Referring expression data
####################

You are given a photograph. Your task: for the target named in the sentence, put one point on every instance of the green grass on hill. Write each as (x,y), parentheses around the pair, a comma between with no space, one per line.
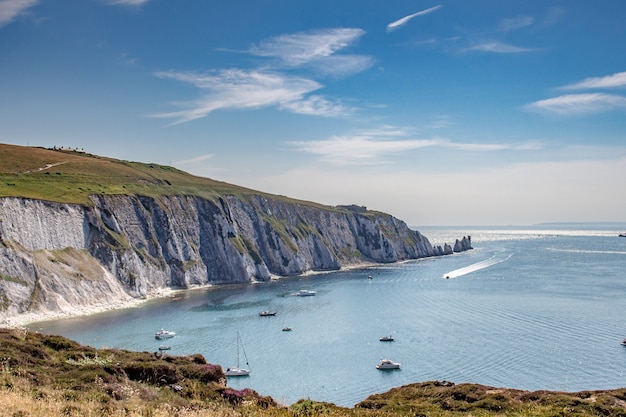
(53,376)
(71,177)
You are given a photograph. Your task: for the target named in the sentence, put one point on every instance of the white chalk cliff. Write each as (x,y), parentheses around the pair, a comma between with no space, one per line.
(57,258)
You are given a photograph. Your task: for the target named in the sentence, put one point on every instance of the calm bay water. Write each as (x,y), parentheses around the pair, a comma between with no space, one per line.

####################

▶ AIM OF THE TASK:
Return each entry exactly as it appears above, but exclude the pictures.

▶ OUTPUT OF THE TASK:
You are given a photograph. Your task: for the target named in the sentence, put one point on every instance of the green grass on hill. Write each as (x,y), parentheses around the pair, a comma between with no space, one per line.
(53,376)
(71,177)
You are given a photograph. Your task: for the target named in the sentence, put one point on every instance of the white chalk cliff. Write each as (x,y), parentheses around the pair, a comma between with no space, one per line.
(57,258)
You are given a photograph. Your task: for the target named in the sentence, put one point on every instance of the calm bay water. Write each as (x,y), parentheses around the pair, a comma between with no space, one per line.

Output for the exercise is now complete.